> Activity list
1) Decide whether each statement below agrees with the lion article, answering yes or no and quoting the words of the article that settle it. (a) Lion's Rock lies near Bethlehem in the Free State. (b) The findings on oxytocin and lions appeared in the journal Nature. (c) Burkhart is mainly doing introductions between unfamiliar individuals.
2) Please set down the stretch of the lion article from "Neurologist Dr Jessica" through "north of Pretoria.", copying it word for word.

DM168

SOOTHING ROAR NERVES

Rescued lions on ‘love drug’ transform from unhappy cats into friendly kitties

Lionesses play with a toy pumpkin after their oxytocin treatment. (Photo: Jessica Burkhart)

Oxytocin, the hormone that is responsible for feelings of love and social bonding, is being used with great success in helping big cats at rescue sanctuaries.

Lion’s Rock Big Cat Sanctuary, near Bethlehem in the Free State, is where broken misfits are brought to heal. They arrive from bombed-out circuses, petting zoos and canned-lion safaris – carrying the trauma of their past lives.

Getting them to lead the lives of normal lions after years of abuse is often difficult. But now a drug being used at Lion’s Rock is showing results.  

It is jokingly referred to as the “love drug” and its ability to take the edge off aggressive cats and chill them out is offering a lot of promise in the feline rescue world.  

The drug is oxytocin, the hormone that acts as a neurotransmitter and is responsible for feelings of love and social bonding.

Neurologist Dr Jessica Burkhart has, for the past couple of years, been part of a group of academics from the Lion Research Center at the University of Minnesota who have been studying the effect of oxytocin on lions in Dinokeng, just north of Pretoria.

Their findings, which have proved that oxytocin does make lions more friendly, were published in the latest edition of the journal iScience.

Now Burkhart is using oxytocin on the big cats of Lion’s Rock.

“I am primarily doing introductions between unfamiliar individuals. They are just unhappy, living solitary lives. It is actually very bad for their mental and physical health,” she explains. “So it is better to put them together because they are social animals. But it is not easy to stick them together because they fight over territory – and this is where oxytocin helps a lot.”

> Data items
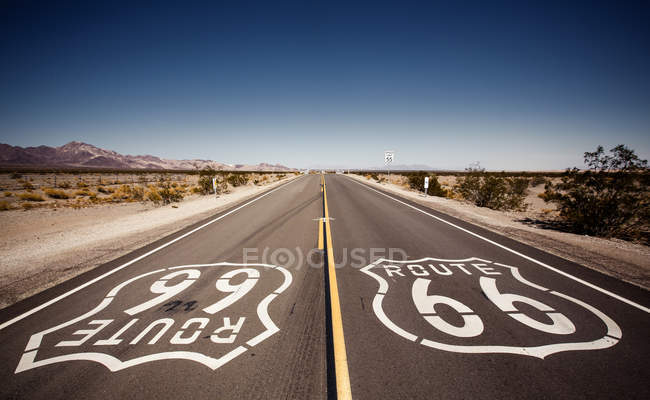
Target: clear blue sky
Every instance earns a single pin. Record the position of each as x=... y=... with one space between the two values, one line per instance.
x=515 y=85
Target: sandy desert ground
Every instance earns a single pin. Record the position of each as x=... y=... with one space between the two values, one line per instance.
x=41 y=247
x=624 y=260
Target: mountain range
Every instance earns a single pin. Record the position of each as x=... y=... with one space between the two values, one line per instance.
x=79 y=154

> Outputs in order
1)
(a) Yes: "Lion’s Rock Big Cat Sanctuary, near Bethlehem in the Free State"
(b) No: "were published in the latest edition of the journal iScience"
(c) Yes: "I am primarily doing introductions between unfamiliar individuals."

2)
Neurologist Dr Jessica Burkhart has, for the past couple of years, been part of a group of academics from the Lion Research Center at the University of Minnesota who have been studying the effect of oxytocin on lions in Dinokeng, just north of Pretoria.